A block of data
Begin
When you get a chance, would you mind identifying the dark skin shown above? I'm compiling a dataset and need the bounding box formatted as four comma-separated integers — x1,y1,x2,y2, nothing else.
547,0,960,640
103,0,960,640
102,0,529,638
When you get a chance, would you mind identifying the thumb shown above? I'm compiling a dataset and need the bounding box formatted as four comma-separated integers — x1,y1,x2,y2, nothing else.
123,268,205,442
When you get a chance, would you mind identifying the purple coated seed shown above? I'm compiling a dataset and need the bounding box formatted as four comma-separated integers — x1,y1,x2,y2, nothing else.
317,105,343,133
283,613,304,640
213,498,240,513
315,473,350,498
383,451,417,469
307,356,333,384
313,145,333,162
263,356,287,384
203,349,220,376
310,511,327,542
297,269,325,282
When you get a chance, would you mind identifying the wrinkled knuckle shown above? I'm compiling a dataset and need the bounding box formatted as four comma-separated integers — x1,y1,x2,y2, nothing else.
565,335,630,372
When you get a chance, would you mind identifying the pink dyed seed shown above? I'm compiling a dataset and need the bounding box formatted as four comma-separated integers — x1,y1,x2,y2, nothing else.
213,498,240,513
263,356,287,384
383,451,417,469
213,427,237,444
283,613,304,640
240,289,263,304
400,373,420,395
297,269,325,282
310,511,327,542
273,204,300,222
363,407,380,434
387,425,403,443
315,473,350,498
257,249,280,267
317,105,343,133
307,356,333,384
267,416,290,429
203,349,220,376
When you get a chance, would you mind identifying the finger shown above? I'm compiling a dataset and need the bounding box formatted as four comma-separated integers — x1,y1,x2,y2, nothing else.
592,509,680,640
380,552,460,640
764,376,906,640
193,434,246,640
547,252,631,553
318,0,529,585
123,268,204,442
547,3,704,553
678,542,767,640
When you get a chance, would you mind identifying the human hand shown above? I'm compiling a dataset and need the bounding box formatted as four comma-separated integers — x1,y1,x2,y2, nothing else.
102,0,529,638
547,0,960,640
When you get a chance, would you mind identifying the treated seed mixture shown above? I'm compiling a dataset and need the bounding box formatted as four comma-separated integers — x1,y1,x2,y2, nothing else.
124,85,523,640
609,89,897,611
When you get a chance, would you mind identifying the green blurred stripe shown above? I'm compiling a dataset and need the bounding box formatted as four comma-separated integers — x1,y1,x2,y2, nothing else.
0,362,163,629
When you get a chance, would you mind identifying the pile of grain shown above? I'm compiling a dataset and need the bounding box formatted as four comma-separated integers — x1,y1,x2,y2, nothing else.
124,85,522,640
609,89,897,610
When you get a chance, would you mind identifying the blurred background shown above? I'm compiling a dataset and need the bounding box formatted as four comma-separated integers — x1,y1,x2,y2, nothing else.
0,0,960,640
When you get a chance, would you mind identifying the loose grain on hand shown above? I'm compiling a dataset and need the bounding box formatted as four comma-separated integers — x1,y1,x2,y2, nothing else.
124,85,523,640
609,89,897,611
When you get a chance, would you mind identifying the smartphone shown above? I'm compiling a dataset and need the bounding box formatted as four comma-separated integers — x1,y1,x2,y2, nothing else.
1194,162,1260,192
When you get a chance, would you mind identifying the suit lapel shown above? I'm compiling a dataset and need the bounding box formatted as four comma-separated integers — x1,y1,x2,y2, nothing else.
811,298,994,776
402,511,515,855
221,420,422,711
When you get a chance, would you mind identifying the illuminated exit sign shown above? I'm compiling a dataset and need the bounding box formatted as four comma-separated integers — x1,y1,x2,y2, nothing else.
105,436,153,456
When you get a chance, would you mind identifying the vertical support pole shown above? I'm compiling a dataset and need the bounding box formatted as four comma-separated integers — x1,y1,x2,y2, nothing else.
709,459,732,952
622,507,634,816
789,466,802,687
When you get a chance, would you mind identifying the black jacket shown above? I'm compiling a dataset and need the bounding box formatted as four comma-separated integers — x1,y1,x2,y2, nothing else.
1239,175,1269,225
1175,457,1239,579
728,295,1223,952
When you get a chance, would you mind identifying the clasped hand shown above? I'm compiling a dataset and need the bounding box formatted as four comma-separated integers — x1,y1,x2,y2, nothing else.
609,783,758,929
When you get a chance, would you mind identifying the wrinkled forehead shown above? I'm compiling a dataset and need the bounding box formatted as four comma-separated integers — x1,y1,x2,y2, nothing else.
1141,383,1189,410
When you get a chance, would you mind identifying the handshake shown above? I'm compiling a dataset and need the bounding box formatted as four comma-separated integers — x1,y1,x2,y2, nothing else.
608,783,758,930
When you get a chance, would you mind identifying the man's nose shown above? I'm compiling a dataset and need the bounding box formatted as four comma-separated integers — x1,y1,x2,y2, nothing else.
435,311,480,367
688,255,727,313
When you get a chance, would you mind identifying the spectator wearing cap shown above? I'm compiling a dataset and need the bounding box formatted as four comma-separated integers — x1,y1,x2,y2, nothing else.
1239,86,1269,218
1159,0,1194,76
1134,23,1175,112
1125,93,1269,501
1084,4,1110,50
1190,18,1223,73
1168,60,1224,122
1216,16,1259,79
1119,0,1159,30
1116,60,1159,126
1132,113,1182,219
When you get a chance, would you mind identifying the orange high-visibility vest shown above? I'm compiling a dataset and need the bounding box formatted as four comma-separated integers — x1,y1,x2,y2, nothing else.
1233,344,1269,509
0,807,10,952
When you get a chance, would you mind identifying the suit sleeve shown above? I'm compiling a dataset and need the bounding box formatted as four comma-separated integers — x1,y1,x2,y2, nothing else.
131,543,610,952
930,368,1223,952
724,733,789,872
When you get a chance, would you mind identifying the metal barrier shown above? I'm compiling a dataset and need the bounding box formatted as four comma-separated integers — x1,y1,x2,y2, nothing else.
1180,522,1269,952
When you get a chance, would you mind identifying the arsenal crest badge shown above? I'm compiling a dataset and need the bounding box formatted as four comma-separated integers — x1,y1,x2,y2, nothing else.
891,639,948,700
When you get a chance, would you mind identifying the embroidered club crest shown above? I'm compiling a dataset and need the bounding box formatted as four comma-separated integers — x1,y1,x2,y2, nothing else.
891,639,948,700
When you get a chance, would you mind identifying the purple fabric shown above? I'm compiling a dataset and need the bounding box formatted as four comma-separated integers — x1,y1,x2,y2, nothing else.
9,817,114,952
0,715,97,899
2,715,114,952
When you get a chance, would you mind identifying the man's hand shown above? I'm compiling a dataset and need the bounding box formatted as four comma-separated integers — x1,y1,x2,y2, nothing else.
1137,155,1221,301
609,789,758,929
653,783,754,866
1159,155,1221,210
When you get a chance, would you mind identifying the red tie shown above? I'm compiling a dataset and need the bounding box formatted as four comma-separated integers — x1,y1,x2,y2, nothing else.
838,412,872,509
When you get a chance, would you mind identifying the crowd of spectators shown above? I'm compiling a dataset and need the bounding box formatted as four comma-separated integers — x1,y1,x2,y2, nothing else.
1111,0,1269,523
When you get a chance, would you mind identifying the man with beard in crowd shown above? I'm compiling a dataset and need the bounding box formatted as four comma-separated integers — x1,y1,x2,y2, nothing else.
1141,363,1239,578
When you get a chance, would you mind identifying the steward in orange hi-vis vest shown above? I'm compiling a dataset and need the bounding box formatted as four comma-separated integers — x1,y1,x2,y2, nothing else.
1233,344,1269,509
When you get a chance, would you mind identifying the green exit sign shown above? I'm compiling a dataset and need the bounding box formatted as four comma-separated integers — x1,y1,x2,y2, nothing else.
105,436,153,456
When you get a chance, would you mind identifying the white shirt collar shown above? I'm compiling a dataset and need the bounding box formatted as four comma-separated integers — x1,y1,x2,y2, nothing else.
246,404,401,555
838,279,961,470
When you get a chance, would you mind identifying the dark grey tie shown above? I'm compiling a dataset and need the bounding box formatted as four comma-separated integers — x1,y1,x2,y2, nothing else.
End
# Work required
Please copy out every one of the lines above word for word, changing nothing.

# Response below
When you get a chance, would you mind identifying the dark skin shown above? I'm compiling a dataset and need the bounding box formatted as four comma-separated integers — x1,y1,x2,y2, nothing else.
547,0,960,640
103,0,960,640
102,0,529,638
When you get a chance, would you mind identifying the thumb shown above? I'm compiling a dataset and need the bounding box formatted as four comma-separated integers — x1,y1,x2,y2, nothing else.
123,268,205,442
When you get a chance, would you mind identifying the purple coated seed shown above? I'm compiling a dataset and need the bounding box formatted as four comma-separated integers — x1,y1,x2,y2, nothing else.
317,105,343,133
283,613,304,640
213,498,240,513
315,473,350,498
383,451,417,469
307,356,333,384
313,145,333,162
263,356,287,384
203,349,220,376
310,511,327,542
297,269,325,282
When you get a chance, would you mind identifying the wrinkled knuckle shown above? I'm compiling a dataset and need the bounding box formatted as four comma-separated integers — x1,y1,x2,y2, nothing else.
565,335,630,372
When you get a chance, would you mind identifying the pink dyed seed shown above? I'm compiling a dataset and need the bounding box formatted as four comma-separated integers — x1,y1,x2,y2, nothing else.
213,498,240,513
263,356,287,384
383,451,417,469
213,427,237,444
283,613,304,640
240,289,263,304
400,373,420,395
297,269,325,282
310,511,327,542
273,204,300,222
363,407,380,434
387,425,403,443
315,473,350,498
257,249,280,267
317,105,343,133
307,356,333,384
267,416,290,429
203,349,220,376
When you get a chance, would you mind identifying the finger shown above? I'm compiling a dataset and need the bounding box formatted as four comma-separated integers — x1,y1,x2,y2, nothing else.
592,509,680,640
380,552,460,640
764,376,906,640
193,434,246,640
547,252,631,553
318,0,529,585
123,268,204,442
547,3,704,553
678,542,767,640
When you get a chance, would you mind identifying the human hand shown above? I'm compiling a dataset and need the bounding box formatted as four comma-separated integers — x1,y1,x2,y2, nothing else.
102,0,529,638
547,0,960,640
When you get a chance, would you mind identifying the treated seed mixture shown above? I'm compiling a dataset and need the bounding box formatted as four comma-separated integers — x1,y1,x2,y2, nothing else.
124,85,523,640
609,89,897,611
When you get a chance, would you mind identifying the green blurred stripe shown above? I'm compiling a dataset and need the bounding box formatted as four comma-separated integers — x1,y1,x2,y2, nothing else.
0,362,163,629
When you get a chance, would you mind identifying the pile of grain shown above? I'm compiling a dataset and need the bounding box formatted as four comma-separated integers — x1,y1,x2,y2, nothing else.
124,85,522,640
609,89,897,610
When you get a chance, would you mind identifying the blurred background shown above? I'm compiling a dataset and need the bounding box formatted as four comma-separated integers — x1,y1,x2,y2, nothing else.
0,0,960,640
When you get a chance, would you mind identifying the loose grain on hand shown above? I'm compiling a dataset and need the bounding box formatted as four comma-separated integers — x1,y1,x2,y2, nothing else.
124,85,523,640
609,89,897,611
When you get a chance, would you mind identifying the smartphone shown above? I'm compiling a dataset and need the bounding box formatted as four comma-separated integers — x1,y1,x2,y2, nothing else.
1194,162,1260,192
When you get a chance, would you mind identifying the suit lapel shown above? I'm compiling a dataset and need the bounding box formatted as four comma-separated integers — x1,y1,x2,y2, nothing else.
811,298,994,776
402,511,515,855
221,420,422,711
When you get a chance, would you mind identifying the illuminated exit sign shown above? I'm compiling a dataset and need the bounding box formatted as four comma-separated integers — x1,y1,x2,y2, nothing else.
105,436,153,456
When you get a chance, would you mind identifying the vertical support pole shown above? I'm compiling a dataset and need the bounding box formatted as four comma-separated integers — x1,y1,x2,y2, nothing else.
709,459,732,952
622,507,634,816
789,466,802,687
When you get a chance, would you mind identifying the black jacket shown above? I'm compiling a dataset and need the bounding box formatted as four comma-separated integers — x1,y1,x2,y2, nothing else.
1239,175,1269,225
1175,457,1239,579
728,295,1223,952
When you get a chance, would you mind identifying the clasped hand shown above? I'm compiling a dataset and need the bounding box formatted as four comma-separated integers — x1,y1,x2,y2, nothing else.
609,783,758,929
When you get a chance, would you mind identifying the wrinkled forehead shown above? I'm compiling a dataset and need the bounding box formatted as four comma-separated integers — x1,y1,x2,y2, nothing else.
1141,383,1189,410
When you get a chance, would you mind identifying the handshake shown above? I'm compiling a dataset and need the bounding box formatted as four comma-separated integers — x1,y1,x2,y2, nothing else.
608,783,758,930
When you get a chance, would you mind identifying the man's nose shown above? I'm compiling a dataset and need the bounding box formatted as four comma-separated integers — x1,y1,x2,y2, nothing else.
435,311,480,367
688,255,727,313
When you get a chance, would you mind identifying the spectator wearing cap shown above? I'm compiling a dataset and need the bounding box formatted as four comma-separated integers — x1,y1,x2,y2, nothing else.
1239,86,1269,218
1159,0,1194,76
1134,23,1175,112
1125,93,1269,501
1084,4,1110,50
1190,18,1223,73
1168,60,1224,122
1216,16,1259,79
1119,0,1159,30
1116,60,1159,126
1132,113,1182,219
When you get a chance, would you mind identifying the orange high-visibility vest shown above? I'm compiling a dataset and need the bounding box formatted as four comma-separated integers — x1,y1,x2,y2, nothing else.
1233,344,1269,509
0,807,10,952
When you get a chance, would you mind identifying the suit sleeve shown above? I'm compiling a dataset and need the bounding box formatted as four comma-separated integers — x1,y1,x2,y2, nothing else.
131,543,610,952
930,368,1223,952
724,733,789,872
When you get a chance, would you mind identifying the metal barrier shown above? I'm compiling a dataset and need the bounding box formatted as four comma-separated integers — x1,y1,x2,y2, nothing else.
1180,522,1269,952
When you get a chance, would you mind identifying the arsenal crest badge shown above? I'm compiling a dataset and need the bounding box formatted as four comma-separated integers — x1,y1,x2,y2, nothing else.
891,639,948,700
When you get a chance, would you mind identifying the embroidered club crest shown above? I'm compiling a dataset and need the bounding box formatted as four comma-separated integers — x1,y1,x2,y2, nothing else.
891,639,948,700
When you get a chance, would you mind identifying the purple fabric shown above? I'm compiling a dataset and need the bounding box formatted as four comma-separated integers — x1,y1,x2,y2, nothing else.
9,817,114,952
0,715,97,899
2,715,114,952
When you get a chance, would you mind identifying the man's hand shown above? I'm compiling a dataset and need the bounding box formatted as four comma-separated integers — x1,y1,x2,y2, nothing else.
1137,155,1221,301
609,789,758,929
653,783,754,866
1159,155,1221,210
When you get a chance, would you mind identifying the red tie shown above? I'm compiling a dataset and need the bounding box formatted as four comma-separated integers — x1,y1,x2,y2, nothing else.
838,412,872,509
When you get a chance, would you mind identifying the crowd of spectators shown above? I'm compiling a dataset and need the bounding box formatted as four comma-separated integers — x1,y1,x2,y2, nothing else.
1111,0,1269,523
When you get a chance, would you mind identifying the man with beard in crowd shown above? I'm compiling a dataset and need the bounding box formatted as four comma-separated integers — x1,y1,x2,y2, nothing else.
1141,363,1239,578
When you get a chance, would you mind identifying the steward in orange hi-vis vest shown above? I'm compiling a dataset and need the bounding box formatted as four comma-separated integers — x1,y1,x2,y2, nothing else.
1233,344,1269,509
When you get a chance, would you mind identifying the green exit sign shown above? I'm compiling a dataset and need the bounding box formatted as four comma-separated integers — x1,y1,x2,y2, nothing else.
105,436,153,456
When you get a chance, would you mind identifying the white shirt collar shown above? I'm compiling a dataset and need the bounding box formatted as four comma-separated integers — x1,y1,x2,y2, nothing else.
246,404,401,555
838,279,961,470
When you get a chance, would you mind identifying the dark grey tie shown above? I'm compiling a dataset and need the bounding box formatted as four comma-separated integers — x1,y1,x2,y2, nothing else.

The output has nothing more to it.